- **Problema da risolvere**:
Puoi ricopiare parola per parola tutte le righe qui sotto, dalla prima all'ultima?

===== Righe di riferimento

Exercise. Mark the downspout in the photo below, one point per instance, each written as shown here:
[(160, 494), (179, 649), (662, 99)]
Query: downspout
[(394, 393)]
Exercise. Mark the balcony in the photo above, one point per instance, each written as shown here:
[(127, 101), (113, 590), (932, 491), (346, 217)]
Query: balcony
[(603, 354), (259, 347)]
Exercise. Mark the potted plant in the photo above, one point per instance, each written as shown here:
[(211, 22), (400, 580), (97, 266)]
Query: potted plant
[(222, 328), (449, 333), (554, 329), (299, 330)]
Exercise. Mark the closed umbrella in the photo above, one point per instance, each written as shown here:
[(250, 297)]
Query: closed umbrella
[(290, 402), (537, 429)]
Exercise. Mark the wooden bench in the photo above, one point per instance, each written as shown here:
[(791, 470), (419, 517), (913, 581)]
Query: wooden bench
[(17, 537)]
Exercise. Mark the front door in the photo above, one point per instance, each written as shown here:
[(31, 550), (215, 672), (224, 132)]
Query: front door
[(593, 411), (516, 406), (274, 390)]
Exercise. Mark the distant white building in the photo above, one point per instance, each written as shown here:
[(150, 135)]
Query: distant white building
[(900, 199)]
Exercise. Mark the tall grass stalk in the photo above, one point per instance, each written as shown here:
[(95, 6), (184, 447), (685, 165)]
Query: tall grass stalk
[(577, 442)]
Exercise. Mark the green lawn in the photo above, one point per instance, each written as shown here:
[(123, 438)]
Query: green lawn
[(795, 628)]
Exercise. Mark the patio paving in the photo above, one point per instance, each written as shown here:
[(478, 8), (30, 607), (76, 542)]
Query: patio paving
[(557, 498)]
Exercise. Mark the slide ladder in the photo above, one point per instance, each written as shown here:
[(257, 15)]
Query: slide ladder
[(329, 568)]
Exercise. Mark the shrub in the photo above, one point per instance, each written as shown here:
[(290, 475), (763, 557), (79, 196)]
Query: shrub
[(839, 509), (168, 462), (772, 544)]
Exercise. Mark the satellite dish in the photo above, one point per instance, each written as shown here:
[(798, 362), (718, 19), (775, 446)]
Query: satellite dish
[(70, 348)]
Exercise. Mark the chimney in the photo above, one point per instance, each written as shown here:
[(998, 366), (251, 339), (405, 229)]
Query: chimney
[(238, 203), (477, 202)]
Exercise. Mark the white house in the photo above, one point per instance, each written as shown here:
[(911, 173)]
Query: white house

==========

- **Risposta**:
Exercise. Mark the downspout in the photo below, one point per instance, each written as shown here:
[(160, 494), (179, 649), (662, 99)]
Query: downspout
[(394, 393)]
Exercise. Mark the balcony in the photo above, one point per instance, each written as shown here:
[(127, 101), (113, 590), (932, 491), (346, 217)]
Query: balcony
[(603, 354), (259, 347)]
Exercise. Mark the potted plant in the photo above, one point per instance, each written as shown here:
[(211, 22), (400, 580), (97, 266)]
Query: potted plant
[(222, 328), (449, 333), (554, 329), (299, 330)]
Exercise. Mark the closed umbrella in the photo above, one point per instance, each written as shown here:
[(250, 297)]
Query: closed umbrella
[(290, 402), (537, 429)]
Exercise. Mark the wooden bench in the photo above, one point per instance, each written as shown here:
[(791, 470), (419, 517), (913, 581)]
Query: wooden bench
[(17, 537)]
Exercise. Mark the front door in the photo above, one point per instance, each written as shown here:
[(31, 550), (215, 672), (224, 132)]
Query: front door
[(593, 411), (516, 406), (274, 390)]
Exercise. Mark the distant white building in the photo above, one point per instance, each written as shown here:
[(150, 135)]
Query: distant white building
[(900, 199)]
Exercise. Mark the tall grass stalk in the photo above, one point per instance, each written as shown here:
[(95, 6), (184, 447), (685, 165)]
Query: tall grass stalk
[(577, 442)]
Exercise. Mark the green lawn in the photo above, one point per instance, each written as shown here:
[(123, 438)]
Query: green lawn
[(795, 628)]
Exercise. Mark the patio paving in the photo above, one point per instance, each written as shown here:
[(478, 8), (30, 607), (76, 542)]
Query: patio paving
[(557, 498)]
Exercise. Mark the slide ladder in the photo above, one point per instance, each written as shown here:
[(257, 15)]
Query: slide ladder
[(329, 568)]
Exercise. Mark the shrub in the photo above, one point per instance, each written as shown here:
[(290, 475), (763, 557), (79, 196)]
Query: shrub
[(839, 509), (168, 462), (772, 544)]
Exercise. Mark the satellite dish in the photo above, one point per instance, each written as shown here:
[(798, 362), (718, 19), (775, 446)]
Query: satellite dish
[(70, 348)]
Exercise. Mark the chimney in the photo above, one point per instance, each written as shown here:
[(998, 366), (251, 339), (405, 229)]
Query: chimney
[(238, 203), (477, 202)]
Exercise. Mark the white house in the photo above, one point per instance, each written as shown here:
[(911, 173)]
Query: white house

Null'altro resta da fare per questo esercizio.